Entries from a collection
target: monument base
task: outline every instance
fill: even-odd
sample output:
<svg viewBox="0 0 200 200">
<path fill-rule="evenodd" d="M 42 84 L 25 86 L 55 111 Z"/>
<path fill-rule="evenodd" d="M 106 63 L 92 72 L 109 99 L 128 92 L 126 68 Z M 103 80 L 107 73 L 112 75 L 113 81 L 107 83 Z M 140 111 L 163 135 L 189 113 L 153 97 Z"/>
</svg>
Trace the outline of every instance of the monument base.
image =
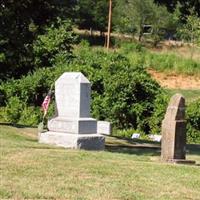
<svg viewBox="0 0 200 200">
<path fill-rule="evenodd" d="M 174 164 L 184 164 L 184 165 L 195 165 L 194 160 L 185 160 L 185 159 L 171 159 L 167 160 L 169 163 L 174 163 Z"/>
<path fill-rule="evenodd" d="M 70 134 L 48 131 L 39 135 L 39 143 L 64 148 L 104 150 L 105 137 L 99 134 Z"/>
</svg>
...
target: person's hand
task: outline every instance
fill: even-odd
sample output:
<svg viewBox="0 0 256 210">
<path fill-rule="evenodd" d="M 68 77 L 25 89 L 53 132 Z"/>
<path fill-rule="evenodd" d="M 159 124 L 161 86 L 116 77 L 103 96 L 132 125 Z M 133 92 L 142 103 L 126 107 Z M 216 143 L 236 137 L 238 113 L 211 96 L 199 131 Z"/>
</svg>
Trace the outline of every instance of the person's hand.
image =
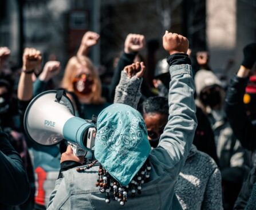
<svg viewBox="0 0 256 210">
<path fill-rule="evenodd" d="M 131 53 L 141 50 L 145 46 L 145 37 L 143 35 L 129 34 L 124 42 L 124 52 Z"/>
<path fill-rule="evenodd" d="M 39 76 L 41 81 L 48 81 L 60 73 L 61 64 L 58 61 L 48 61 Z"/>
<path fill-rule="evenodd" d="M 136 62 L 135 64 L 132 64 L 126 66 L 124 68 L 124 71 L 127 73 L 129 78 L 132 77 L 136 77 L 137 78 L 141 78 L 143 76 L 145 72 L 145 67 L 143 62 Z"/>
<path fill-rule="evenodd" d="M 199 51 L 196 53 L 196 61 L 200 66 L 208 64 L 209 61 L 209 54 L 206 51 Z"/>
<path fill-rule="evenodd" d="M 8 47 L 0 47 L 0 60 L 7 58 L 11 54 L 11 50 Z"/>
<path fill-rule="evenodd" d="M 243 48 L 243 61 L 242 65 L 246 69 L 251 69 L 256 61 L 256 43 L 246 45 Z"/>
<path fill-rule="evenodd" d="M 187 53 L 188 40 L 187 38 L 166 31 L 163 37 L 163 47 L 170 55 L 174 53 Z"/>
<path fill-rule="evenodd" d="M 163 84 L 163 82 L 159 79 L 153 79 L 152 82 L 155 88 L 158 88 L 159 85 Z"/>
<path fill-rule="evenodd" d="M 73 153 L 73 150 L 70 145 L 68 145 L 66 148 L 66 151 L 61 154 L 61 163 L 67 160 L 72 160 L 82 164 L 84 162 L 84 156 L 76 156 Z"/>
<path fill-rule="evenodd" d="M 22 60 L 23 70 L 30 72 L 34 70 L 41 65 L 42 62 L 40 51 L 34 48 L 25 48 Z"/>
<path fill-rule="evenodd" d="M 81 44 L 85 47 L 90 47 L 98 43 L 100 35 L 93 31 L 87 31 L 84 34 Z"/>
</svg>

→ What is being asked
Extract every line from the items above that contains the string "target", treating uppercase and lowercase as different.

→ Reply to the task
target: monument base
target: person's hand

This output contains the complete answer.